→ **AUSZUFÜHRENDE AUFGABEN**:
1. Schreiben Sie bitte den Teil des Auszugs zwischen „Das eigene Denken“ und „andere außerargumentative Kriterien.“, beide eingeschlossen, wörtlich ab.
2. Welche Bezeichnungen für Themen setzt der Auszug in Anführungszeichen? Führen Sie alle auf.
3. Wozu ist laut dem Auszug eine aufmerksame, wenn notwendig kritische Leserschaft hilfreich, und was zeichnet sie aus? Antworten Sie in ein bis drei Sätzen.

→ **ZU LESENDER AUSZUG**:
■ ■ ■
Heiner Rindermann: Zunächst einmal ist es die Aufgabe der Wissenschaft, wahre Aussagen zu
formulieren, wahre und neue, also Erkenntnis zu schaffen und diese weiterzugeben. Wer was warum
dazu assoziiert, ist aus der Perspektive epistemischer Rationalität irrelevant. Auch ist unwichtig,
ob eine angenommene Übereinstimmung oder Nichtübereinstimmung mit Weltanschauungen vorliegt.
Wenn man nach der Farbe fragt, ist die Größe irrelevant. Aussagen sind auf ihren empirischen
Gehalt, auf ihre Übereinstimmung mit der Wirklichkeit, auf ihre Logik und Kohärenz mit anderen
bestätigten Aussagen hin zu überprüfen. Gerade bei „heißen“, „politischen“, „umstrittenen“ und
„historisch belasteten“ Themen ist es notwendig, sich im Denken zu orientieren. 2010 habe ich versucht,
dies so zu beschreiben:
„Unter epistemischer Rationalität ist eine explizit normative Dimension richtigen Denkens zu
verstehen, eine Fähigkeit und Bereitschaft, das eigene und fremde Denken auf Wahrheit zu
orientieren. Probleme werden als kognitiv lösbare Fragestellungen und nicht als durch Intuition
oder Übernahme traditioneller Antworten abkürzbare Fragen, als durch Gewalt, autoritative
Entscheidung oder durch Zwangsmaßnahmen zu bewältigende Hindernisse verstanden.
Rationalität fordert den Einsatz von Denken, Intelligenz und Wissen zur Lösung von Problemen.
Das eigene Denken wird unter den Vorbehalt notwendiger Richtigkeit, Begründung und
Argumentation gestellt und ist prinzipiell durch Hinweis auf diese und überzeugendere Alternativen
einer Änderung möglich. In Interaktion mit anderen oder sich selbst wird im rationalen
Denken eine argumentative Haltung eingenommen, die gute Gründe, logische Kriterien
wie Widerspruchsfreiheit und empirische Belege gelten lässt, nur diese und nichts anderes,
nicht Überreden, Macht oder Ansehen der Person oder andere außerargumentative Kriterien.
In epistemischer Interaktion, sei sie persönlich oder nicht persönlich, wird eine angemessen
präzise, verständliche und inhaltsangemessene Sprache bis zur Sprache der Mathematik verwendet.“
Gerade bei heiklen Themen ist an den Kriterien der Vernünftigkeit und der Argumentativität festzuhalten.
Hierfür ist auch eine aufmerksame, wenn notwendig kritische Leserschaft hilfreich, die
Anregungen, Alternativen und Kritik formuliert, sich dabei aber auch selbst an Kriterien der Vernünftigkeit
und der Argumentativität orientiert.
■ ■ ■
→ **BEREITGESTELLTE ANGABEN**:
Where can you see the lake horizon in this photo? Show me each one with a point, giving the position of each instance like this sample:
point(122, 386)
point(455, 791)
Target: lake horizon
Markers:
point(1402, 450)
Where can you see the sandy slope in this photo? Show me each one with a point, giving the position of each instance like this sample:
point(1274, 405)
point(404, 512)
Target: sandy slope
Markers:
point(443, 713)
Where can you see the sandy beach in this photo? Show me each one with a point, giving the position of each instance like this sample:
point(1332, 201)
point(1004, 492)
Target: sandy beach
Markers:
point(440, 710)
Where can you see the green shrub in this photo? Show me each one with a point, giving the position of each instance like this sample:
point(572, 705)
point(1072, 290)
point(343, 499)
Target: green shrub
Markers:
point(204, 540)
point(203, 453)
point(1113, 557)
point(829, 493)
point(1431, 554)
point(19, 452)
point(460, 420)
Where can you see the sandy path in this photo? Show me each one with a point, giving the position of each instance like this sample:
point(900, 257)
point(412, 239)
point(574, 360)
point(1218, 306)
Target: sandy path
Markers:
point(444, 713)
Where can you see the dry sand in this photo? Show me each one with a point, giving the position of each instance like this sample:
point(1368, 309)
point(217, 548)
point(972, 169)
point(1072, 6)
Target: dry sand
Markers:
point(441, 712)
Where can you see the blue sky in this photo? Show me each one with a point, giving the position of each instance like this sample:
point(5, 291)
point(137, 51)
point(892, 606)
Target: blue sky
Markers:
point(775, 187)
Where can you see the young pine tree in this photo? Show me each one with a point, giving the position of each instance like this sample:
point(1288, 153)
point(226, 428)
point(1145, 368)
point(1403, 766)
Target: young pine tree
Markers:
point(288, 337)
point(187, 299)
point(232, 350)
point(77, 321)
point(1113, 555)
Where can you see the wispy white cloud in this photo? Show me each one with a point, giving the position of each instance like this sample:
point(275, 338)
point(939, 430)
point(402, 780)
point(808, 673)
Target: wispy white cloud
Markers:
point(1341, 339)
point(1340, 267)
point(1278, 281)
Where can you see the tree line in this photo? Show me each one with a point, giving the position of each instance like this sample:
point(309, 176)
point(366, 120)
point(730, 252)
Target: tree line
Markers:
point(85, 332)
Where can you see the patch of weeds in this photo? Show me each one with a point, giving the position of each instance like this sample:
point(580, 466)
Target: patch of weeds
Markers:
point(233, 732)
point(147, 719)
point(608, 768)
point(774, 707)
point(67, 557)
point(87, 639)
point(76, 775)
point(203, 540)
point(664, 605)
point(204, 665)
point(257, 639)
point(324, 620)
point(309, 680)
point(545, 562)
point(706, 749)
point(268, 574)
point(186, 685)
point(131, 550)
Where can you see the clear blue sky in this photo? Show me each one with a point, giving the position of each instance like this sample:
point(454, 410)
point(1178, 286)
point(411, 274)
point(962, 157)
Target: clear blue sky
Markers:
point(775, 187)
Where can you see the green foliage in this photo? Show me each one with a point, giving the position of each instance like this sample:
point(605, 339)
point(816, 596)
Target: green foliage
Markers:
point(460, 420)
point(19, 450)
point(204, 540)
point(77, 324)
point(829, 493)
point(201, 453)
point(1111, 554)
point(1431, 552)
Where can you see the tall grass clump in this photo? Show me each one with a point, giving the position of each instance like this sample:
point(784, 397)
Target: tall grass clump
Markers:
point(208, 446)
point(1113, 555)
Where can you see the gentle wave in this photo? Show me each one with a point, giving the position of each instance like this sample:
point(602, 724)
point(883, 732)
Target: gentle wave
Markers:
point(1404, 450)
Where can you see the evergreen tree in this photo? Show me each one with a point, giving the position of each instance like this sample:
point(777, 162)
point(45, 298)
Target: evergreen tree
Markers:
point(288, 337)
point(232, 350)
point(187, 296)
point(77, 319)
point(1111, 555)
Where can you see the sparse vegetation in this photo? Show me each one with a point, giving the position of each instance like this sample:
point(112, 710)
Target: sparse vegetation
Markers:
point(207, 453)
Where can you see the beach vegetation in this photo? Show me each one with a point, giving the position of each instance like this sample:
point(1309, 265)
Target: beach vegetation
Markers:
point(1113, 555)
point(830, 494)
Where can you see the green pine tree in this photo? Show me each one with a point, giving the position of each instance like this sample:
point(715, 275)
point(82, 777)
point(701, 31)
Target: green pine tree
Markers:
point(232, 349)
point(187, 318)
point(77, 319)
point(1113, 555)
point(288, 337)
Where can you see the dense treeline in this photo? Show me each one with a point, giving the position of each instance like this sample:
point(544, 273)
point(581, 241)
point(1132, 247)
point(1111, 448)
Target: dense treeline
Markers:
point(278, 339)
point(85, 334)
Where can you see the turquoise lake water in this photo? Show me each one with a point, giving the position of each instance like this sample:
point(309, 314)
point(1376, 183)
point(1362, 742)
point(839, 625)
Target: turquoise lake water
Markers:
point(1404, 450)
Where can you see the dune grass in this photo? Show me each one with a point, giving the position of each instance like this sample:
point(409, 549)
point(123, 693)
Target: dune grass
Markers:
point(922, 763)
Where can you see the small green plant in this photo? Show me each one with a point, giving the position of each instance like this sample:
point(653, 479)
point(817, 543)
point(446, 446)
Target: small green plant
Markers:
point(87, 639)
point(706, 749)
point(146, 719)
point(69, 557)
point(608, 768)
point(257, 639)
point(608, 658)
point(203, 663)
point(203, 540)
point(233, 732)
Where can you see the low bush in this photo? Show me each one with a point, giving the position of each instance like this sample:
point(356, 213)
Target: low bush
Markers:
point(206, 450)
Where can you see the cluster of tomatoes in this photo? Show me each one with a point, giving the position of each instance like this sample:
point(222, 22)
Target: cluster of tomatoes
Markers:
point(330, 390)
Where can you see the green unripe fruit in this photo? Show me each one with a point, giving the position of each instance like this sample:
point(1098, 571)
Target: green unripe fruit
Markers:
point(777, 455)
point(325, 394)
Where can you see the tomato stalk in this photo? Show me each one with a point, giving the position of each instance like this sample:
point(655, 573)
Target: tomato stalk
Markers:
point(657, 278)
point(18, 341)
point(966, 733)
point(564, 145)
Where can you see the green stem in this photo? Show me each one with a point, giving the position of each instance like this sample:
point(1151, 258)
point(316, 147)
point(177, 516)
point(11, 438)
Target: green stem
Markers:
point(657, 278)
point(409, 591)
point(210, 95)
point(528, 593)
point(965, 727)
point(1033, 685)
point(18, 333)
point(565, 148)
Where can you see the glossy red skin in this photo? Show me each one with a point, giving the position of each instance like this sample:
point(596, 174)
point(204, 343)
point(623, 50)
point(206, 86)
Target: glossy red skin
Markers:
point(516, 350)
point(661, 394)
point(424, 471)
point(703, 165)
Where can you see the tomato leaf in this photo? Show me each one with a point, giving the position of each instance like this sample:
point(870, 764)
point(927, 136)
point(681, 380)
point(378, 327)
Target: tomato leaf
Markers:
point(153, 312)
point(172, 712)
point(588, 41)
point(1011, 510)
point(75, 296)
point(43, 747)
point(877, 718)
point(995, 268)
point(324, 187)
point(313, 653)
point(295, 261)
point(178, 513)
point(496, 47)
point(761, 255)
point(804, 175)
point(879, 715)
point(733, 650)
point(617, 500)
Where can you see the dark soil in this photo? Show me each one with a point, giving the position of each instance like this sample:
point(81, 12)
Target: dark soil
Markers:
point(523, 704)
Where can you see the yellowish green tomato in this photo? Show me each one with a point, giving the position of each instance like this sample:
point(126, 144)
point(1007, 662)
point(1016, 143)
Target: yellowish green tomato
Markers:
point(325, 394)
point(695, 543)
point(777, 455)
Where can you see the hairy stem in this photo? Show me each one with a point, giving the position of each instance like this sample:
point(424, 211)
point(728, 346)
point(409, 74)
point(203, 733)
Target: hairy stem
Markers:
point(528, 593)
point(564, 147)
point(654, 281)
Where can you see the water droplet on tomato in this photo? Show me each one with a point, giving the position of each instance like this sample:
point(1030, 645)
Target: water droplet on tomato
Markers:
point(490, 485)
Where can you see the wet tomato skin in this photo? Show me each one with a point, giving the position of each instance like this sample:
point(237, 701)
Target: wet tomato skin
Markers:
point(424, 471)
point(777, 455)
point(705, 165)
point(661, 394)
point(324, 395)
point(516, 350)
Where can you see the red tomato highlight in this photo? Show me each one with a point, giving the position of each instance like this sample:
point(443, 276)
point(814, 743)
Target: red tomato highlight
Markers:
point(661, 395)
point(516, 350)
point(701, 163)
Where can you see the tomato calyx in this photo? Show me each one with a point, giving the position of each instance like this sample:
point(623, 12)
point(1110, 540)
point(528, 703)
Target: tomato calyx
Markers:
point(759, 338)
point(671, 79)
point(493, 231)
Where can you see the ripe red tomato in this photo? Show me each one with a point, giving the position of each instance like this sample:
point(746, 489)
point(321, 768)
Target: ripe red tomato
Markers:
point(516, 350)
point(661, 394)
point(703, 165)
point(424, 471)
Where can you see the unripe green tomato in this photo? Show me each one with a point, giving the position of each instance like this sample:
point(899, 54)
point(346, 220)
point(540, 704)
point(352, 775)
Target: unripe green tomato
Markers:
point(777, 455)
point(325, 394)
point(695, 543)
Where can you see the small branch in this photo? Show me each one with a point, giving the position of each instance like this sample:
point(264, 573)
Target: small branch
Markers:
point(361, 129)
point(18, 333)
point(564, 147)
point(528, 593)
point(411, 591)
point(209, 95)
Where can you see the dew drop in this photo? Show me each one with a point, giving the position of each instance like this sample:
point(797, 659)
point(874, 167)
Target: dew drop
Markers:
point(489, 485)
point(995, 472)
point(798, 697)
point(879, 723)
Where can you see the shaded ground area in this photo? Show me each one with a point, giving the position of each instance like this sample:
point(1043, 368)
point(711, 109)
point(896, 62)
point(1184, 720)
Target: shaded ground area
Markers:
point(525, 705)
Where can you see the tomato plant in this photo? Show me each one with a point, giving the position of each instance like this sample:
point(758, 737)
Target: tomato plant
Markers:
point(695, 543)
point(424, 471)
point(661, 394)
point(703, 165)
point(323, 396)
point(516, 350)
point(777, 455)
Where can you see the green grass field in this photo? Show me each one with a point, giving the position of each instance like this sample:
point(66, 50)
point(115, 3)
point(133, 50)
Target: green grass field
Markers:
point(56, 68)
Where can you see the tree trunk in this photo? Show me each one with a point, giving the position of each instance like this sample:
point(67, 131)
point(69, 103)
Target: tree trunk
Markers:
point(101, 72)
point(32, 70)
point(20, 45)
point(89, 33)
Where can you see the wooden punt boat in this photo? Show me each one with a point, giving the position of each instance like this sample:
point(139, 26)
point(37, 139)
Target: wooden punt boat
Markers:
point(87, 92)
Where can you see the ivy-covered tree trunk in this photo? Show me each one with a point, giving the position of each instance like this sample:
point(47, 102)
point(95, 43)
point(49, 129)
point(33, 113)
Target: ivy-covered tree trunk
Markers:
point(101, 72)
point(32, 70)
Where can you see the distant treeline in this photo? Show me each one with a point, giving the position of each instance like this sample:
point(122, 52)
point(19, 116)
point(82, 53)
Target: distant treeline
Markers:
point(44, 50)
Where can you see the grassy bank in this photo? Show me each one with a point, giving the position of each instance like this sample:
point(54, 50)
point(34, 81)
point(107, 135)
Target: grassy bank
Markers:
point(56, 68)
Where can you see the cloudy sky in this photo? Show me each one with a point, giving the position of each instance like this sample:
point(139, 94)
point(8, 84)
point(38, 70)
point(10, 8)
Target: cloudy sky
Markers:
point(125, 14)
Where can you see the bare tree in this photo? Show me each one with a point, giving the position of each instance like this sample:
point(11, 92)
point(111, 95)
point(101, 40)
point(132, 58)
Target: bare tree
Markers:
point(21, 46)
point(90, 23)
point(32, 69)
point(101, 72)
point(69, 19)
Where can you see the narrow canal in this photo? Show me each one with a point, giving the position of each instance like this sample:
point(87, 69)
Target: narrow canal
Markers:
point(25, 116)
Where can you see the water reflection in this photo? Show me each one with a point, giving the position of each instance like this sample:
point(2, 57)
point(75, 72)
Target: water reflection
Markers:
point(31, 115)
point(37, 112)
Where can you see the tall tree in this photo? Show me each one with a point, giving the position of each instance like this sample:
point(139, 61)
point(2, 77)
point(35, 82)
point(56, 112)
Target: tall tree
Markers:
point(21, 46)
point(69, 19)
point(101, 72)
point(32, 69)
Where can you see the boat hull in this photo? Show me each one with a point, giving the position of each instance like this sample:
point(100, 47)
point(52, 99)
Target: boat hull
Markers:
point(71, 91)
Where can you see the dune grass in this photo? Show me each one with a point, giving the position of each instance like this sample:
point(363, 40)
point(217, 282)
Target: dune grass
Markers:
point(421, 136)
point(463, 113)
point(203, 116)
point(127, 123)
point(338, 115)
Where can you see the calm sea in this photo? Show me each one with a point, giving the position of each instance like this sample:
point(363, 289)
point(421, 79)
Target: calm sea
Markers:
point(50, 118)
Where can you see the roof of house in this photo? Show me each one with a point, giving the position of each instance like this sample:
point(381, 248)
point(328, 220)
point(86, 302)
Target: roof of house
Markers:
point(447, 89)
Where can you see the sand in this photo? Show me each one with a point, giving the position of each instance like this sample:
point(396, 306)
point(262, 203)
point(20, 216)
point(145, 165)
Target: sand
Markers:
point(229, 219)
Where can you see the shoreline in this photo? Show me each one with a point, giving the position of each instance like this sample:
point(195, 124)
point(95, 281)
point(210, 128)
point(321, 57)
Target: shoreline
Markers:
■ ■ ■
→ **ANTWORTEN NACH NUMMER**:
1.
Das eigene Denken wird unter den Vorbehalt notwendiger Richtigkeit, Begründung und
Argumentation gestellt und ist prinzipiell durch Hinweis auf diese und überzeugendere Alternativen
einer Änderung möglich. In Interaktion mit anderen oder sich selbst wird im rationalen
Denken eine argumentative Haltung eingenommen, die gute Gründe, logische Kriterien
wie Widerspruchsfreiheit und empirische Belege gelten lässt, nur diese und nichts anderes,
nicht Überreden, Macht oder Ansehen der Person oder andere außerargumentative Kriterien.

2. „heißen“, „politischen“, „umstrittenen“, „historisch belasteten“

3. Sie hilft dabei, gerade bei heiklen Themen an den Kriterien der Vernünftigkeit und der Argumentativität festzuhalten. Dazu formuliert sie Anregungen, Alternativen und Kritik und orientiert sich dabei selbst an diesen Kriterien.